Stated exercise>
Convert every line of the rows below into a Markdown table with the columns "Line No." and "Text", one line per table row, numbered in order. Skip blank lines, and leave the pictures out of the answer.

Raw records>
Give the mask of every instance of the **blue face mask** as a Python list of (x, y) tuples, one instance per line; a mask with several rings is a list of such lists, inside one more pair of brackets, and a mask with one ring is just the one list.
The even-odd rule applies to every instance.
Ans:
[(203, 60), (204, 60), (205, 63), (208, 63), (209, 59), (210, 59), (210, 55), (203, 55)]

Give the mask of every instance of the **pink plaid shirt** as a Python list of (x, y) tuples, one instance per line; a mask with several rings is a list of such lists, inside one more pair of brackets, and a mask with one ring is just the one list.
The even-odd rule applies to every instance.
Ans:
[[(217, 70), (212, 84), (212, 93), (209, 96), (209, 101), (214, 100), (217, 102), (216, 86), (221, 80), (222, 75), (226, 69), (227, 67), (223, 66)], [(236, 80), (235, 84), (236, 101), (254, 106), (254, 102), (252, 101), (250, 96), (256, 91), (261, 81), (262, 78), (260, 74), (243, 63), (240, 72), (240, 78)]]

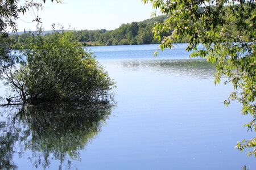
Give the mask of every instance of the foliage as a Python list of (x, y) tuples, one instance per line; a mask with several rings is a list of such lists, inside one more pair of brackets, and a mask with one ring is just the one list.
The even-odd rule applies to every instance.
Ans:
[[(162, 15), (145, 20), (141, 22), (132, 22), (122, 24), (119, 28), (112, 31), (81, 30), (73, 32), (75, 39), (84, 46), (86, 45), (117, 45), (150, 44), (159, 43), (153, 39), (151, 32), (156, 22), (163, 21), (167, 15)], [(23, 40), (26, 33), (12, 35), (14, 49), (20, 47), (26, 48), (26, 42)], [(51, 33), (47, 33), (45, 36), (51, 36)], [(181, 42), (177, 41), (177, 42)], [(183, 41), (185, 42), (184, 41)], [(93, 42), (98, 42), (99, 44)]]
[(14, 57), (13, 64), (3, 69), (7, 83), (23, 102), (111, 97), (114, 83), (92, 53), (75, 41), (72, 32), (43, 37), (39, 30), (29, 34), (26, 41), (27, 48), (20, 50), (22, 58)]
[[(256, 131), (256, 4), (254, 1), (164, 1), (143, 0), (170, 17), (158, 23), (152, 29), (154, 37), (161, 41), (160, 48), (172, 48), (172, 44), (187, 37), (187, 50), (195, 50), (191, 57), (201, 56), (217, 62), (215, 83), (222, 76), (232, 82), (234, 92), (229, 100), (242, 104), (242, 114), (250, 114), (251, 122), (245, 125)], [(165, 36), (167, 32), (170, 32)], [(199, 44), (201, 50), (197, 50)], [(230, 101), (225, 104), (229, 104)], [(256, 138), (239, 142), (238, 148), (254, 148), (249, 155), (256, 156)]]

Solution to this exercise>
| Line No. | Text |
|---|---|
| 1 | Give the mask of every instance of the **blue face mask** as a Python list of (x, y) tuples, one instance per line; a mask with several rings is a list of such lists, inside one more pair of brackets, and a mask with one ring is just the one list. |
| 2 | The even-odd rule applies to every instance. |
| 3 | Ans: |
| 4 | [(203, 60), (204, 60), (205, 63), (208, 63), (209, 59), (210, 59), (210, 55), (203, 55)] |
| 5 | Give the mask of every instance of the **pink plaid shirt** as a Python list of (x, y) tuples, one instance per line; a mask with several rings is a list of such lists, inside one more pair of brackets, and a mask with one ring is just the one list. |
| 6 | The even-odd rule applies to every instance. |
| 7 | Ans: |
| 8 | [[(217, 70), (212, 84), (212, 93), (209, 96), (209, 101), (214, 100), (217, 102), (216, 86), (221, 80), (222, 75), (226, 69), (227, 67), (223, 66)], [(236, 80), (235, 84), (236, 101), (254, 106), (254, 102), (252, 101), (250, 96), (256, 91), (261, 81), (262, 78), (260, 74), (243, 63), (240, 72), (240, 78)]] |
| 9 | Give the mask of every instance of the foliage as a Python list of (x, y) tuples, one instance per line; a mask with several rings is a list of such lists, inside one more pair of brackets, and a mask with one ring is just the one list. |
| 10 | The even-odd rule applies to every instance. |
| 11 | Ans: |
| 12 | [[(162, 15), (145, 20), (141, 22), (132, 22), (122, 24), (119, 28), (112, 31), (81, 30), (73, 32), (75, 39), (84, 46), (86, 45), (117, 45), (150, 44), (159, 43), (153, 39), (151, 32), (156, 22), (163, 21), (167, 15)], [(23, 40), (26, 33), (12, 35), (14, 49), (20, 47), (26, 48), (26, 42)], [(51, 33), (47, 33), (45, 36), (51, 36)], [(181, 42), (177, 41), (177, 42)], [(183, 41), (185, 42), (184, 41)], [(93, 42), (98, 42), (99, 44)]] |
| 13 | [(14, 57), (13, 64), (3, 69), (7, 83), (23, 102), (111, 97), (114, 83), (92, 53), (75, 41), (72, 32), (43, 37), (39, 30), (29, 34), (26, 41), (27, 48), (20, 50), (22, 58)] |
| 14 | [[(256, 131), (256, 4), (254, 1), (164, 1), (143, 0), (170, 17), (158, 23), (152, 29), (154, 37), (161, 41), (160, 48), (172, 48), (172, 44), (187, 37), (187, 50), (195, 50), (191, 57), (201, 56), (217, 62), (215, 83), (222, 76), (232, 82), (234, 92), (229, 100), (242, 104), (242, 114), (250, 114), (251, 122), (245, 125)], [(165, 36), (167, 32), (170, 32)], [(199, 44), (201, 50), (197, 50)], [(230, 101), (225, 104), (229, 104)], [(256, 138), (239, 142), (238, 148), (254, 148), (249, 155), (256, 156)]] |